- _DIRECTIONS FOR THIS TASK_: Transcribe precisely those lines of the listing that fall between the line containing "target | bird's eye ring" and the last line, inclusive of both.

================================

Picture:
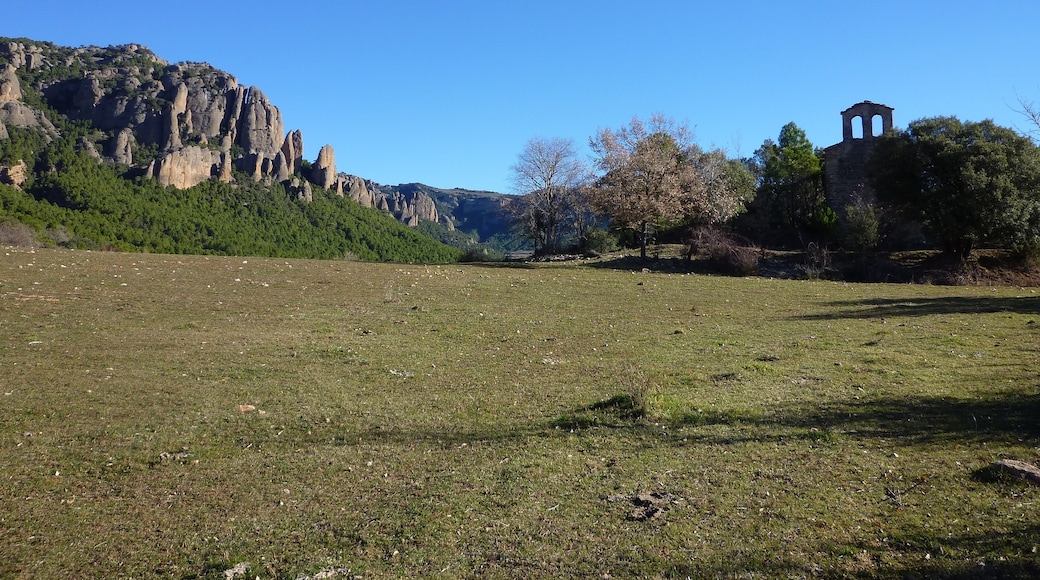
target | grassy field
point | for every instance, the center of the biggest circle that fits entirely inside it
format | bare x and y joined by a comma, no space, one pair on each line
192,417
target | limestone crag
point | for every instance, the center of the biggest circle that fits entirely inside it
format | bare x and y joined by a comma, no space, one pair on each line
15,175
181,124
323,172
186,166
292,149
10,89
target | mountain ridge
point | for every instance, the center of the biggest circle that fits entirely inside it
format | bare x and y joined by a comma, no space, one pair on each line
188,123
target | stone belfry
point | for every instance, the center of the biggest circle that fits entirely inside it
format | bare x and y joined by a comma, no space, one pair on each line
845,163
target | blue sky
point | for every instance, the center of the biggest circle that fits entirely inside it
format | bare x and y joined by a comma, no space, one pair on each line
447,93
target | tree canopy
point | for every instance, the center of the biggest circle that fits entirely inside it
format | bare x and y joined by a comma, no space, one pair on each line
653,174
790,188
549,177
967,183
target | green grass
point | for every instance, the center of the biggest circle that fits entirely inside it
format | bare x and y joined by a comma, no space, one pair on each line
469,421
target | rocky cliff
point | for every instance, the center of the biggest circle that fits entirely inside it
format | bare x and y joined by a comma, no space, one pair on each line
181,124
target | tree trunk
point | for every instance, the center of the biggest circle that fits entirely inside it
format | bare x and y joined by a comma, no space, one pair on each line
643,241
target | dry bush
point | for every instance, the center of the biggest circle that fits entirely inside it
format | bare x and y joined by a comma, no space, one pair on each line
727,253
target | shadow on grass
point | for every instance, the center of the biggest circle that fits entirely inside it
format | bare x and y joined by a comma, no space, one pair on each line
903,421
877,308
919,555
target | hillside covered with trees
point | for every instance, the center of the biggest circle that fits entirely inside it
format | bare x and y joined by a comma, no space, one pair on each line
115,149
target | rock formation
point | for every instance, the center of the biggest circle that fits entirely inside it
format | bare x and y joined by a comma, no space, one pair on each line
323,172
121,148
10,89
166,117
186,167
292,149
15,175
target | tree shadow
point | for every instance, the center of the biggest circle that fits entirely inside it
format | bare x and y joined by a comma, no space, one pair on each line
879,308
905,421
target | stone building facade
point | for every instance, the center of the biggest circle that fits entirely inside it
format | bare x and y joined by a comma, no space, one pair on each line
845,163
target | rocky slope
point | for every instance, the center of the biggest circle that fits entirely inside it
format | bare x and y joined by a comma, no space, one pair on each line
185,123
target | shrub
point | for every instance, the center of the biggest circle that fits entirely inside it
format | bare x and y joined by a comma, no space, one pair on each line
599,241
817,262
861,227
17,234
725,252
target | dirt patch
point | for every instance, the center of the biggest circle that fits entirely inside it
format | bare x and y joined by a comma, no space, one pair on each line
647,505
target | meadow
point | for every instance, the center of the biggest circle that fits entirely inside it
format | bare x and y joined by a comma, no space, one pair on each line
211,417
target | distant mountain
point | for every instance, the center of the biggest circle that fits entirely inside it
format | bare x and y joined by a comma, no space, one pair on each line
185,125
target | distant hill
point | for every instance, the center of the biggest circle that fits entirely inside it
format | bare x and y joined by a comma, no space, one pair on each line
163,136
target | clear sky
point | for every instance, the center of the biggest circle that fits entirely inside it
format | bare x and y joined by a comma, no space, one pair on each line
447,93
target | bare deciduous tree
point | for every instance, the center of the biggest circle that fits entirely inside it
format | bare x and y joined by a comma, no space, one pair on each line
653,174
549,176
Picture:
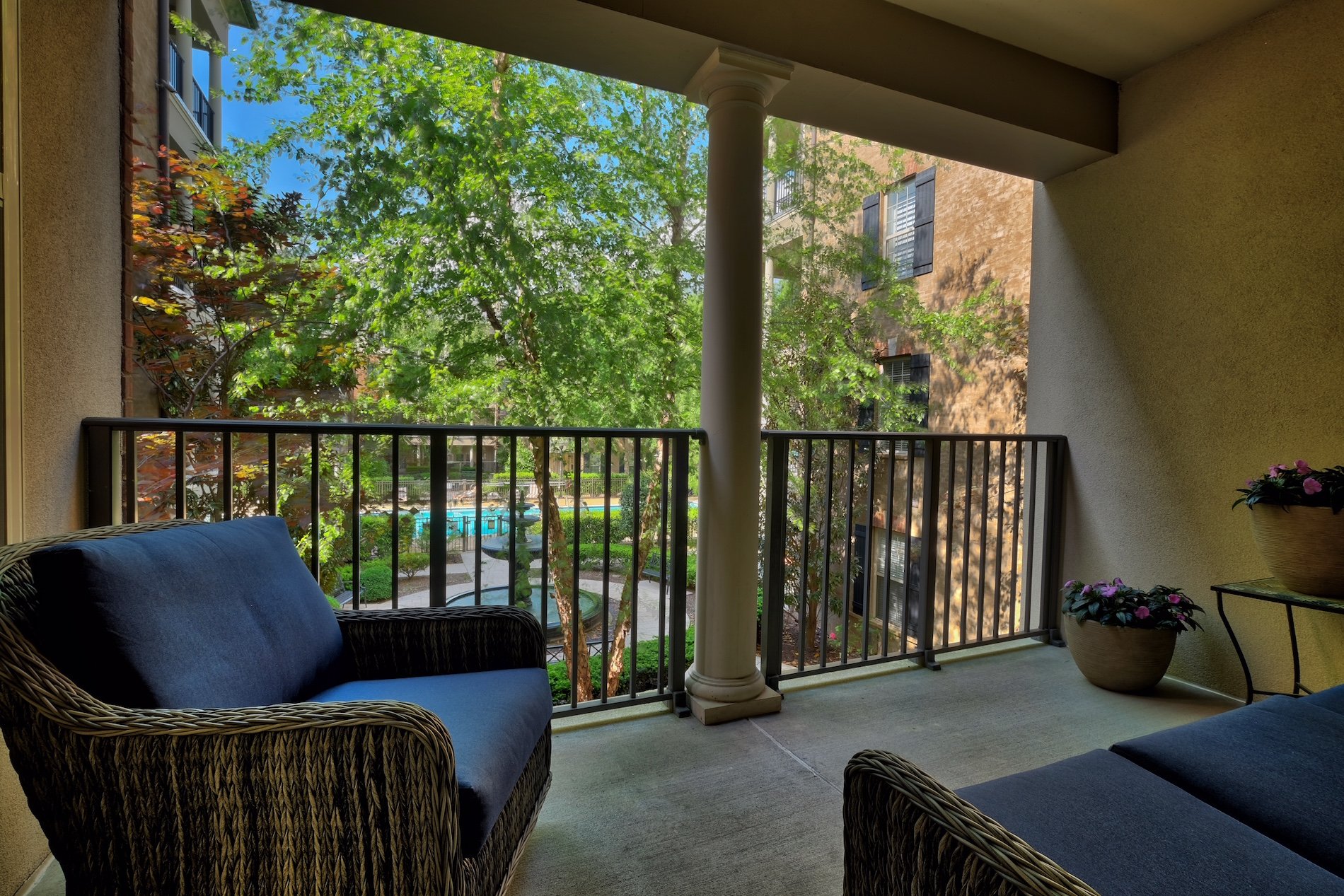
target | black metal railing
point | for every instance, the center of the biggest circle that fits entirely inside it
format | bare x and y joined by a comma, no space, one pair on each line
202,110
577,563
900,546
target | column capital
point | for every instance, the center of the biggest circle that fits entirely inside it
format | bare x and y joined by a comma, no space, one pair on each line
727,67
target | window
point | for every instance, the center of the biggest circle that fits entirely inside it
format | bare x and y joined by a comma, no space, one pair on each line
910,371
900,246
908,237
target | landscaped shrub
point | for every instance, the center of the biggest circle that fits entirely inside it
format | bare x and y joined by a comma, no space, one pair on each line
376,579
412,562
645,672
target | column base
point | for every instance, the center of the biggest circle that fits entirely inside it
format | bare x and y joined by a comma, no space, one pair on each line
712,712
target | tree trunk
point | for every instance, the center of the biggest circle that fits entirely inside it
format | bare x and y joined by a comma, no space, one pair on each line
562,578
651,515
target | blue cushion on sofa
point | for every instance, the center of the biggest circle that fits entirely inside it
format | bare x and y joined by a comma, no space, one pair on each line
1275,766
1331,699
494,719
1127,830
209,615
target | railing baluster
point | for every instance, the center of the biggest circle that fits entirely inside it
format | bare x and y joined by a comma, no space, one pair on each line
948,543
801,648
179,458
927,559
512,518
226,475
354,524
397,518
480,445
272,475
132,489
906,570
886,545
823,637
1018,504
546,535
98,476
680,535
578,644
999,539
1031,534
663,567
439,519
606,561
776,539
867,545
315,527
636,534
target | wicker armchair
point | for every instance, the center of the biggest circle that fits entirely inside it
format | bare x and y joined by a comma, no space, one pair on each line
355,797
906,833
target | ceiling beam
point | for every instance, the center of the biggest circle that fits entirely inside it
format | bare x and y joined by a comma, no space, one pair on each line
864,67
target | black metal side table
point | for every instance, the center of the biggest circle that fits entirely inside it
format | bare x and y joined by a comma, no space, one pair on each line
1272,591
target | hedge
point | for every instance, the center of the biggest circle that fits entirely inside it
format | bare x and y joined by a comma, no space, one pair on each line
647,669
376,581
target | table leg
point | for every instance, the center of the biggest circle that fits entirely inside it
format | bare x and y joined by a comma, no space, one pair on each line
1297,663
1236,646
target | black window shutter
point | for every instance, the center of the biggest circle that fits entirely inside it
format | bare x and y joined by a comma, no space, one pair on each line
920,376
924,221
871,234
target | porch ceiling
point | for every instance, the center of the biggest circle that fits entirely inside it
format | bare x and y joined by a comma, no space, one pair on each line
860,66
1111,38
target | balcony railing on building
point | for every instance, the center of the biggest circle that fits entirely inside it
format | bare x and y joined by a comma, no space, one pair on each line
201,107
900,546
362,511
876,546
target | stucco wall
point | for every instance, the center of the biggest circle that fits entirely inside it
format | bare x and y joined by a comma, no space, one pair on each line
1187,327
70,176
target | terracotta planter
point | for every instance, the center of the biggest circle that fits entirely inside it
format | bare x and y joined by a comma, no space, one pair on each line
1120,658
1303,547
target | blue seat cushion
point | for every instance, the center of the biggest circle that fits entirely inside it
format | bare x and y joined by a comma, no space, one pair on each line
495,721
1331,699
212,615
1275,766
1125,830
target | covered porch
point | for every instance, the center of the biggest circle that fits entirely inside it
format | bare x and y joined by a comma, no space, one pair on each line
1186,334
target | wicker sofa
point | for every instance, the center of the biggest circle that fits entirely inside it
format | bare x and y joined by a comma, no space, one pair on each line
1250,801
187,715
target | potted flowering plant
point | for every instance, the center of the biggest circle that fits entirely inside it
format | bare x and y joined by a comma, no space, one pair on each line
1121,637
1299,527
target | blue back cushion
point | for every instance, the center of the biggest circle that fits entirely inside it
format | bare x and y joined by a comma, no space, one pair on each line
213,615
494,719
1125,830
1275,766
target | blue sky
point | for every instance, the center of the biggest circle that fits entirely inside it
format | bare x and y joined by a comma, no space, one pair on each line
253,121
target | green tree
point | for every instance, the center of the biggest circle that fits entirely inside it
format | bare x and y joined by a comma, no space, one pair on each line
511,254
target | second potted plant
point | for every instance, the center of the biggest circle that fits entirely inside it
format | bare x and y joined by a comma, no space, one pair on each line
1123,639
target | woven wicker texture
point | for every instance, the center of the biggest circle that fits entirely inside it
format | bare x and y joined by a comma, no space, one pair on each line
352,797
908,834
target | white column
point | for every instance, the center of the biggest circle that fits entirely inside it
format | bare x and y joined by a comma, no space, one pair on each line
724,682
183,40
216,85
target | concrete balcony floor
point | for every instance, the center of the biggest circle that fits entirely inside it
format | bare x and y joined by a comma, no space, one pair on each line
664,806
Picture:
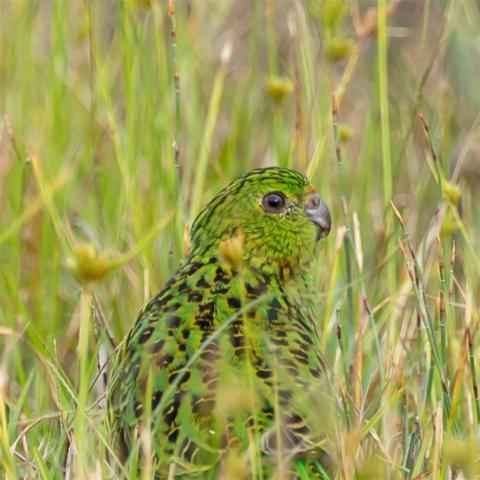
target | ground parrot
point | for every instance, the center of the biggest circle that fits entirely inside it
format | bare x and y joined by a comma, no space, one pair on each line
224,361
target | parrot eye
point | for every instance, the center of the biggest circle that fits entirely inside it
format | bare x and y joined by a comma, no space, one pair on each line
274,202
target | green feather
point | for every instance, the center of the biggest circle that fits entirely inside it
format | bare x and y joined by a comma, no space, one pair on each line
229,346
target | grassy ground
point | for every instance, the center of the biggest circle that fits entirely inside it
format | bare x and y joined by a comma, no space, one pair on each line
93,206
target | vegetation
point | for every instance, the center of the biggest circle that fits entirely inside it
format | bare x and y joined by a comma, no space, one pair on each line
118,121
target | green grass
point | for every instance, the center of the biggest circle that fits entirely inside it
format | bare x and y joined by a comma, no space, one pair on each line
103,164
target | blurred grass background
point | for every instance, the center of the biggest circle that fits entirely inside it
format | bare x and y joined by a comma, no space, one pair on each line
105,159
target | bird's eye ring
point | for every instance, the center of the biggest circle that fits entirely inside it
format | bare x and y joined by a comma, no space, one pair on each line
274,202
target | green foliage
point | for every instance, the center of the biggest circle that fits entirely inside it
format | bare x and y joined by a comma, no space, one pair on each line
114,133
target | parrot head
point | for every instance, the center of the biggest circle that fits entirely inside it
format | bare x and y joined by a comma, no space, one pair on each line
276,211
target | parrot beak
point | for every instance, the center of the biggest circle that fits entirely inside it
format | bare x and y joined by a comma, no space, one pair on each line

================================

- _RESULT OF THE EXERCISE_:
target | bird's eye ring
point | for every instance, the center of the biggest circle that fits entirely inside it
format | bare x and y joined by a comma, no space, one pair on each line
274,202
target | green foliage
point | for every instance, the center of the biggest circle that fits entirely inside it
format | bare x and y joined by a comma, no space, one pair on each line
114,133
target | parrot head
point | for every instance, the center of the biggest circle that fits entirely inside it
format | bare x and y joined by a comma, no space, one pair on each line
276,211
target | parrot beak
point | for every instance, the center of the biggest circle that fits entirely inside it
format | bare x and y joined by a comma, no space, one pair on each line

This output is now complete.